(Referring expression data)
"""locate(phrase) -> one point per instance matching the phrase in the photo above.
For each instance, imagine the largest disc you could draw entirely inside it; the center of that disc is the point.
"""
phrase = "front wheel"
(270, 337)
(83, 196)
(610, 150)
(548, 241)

» Exercise goal: Restate the data word for word.

» Exercise solution:
"""locate(phrase) -> one point per instance matching the phrase in the photo above.
For each instance, imagine the largest disc you could draw entirely inside it; the center of that disc is the point.
"""
phrase = "front wheel"
(270, 337)
(83, 196)
(610, 150)
(548, 241)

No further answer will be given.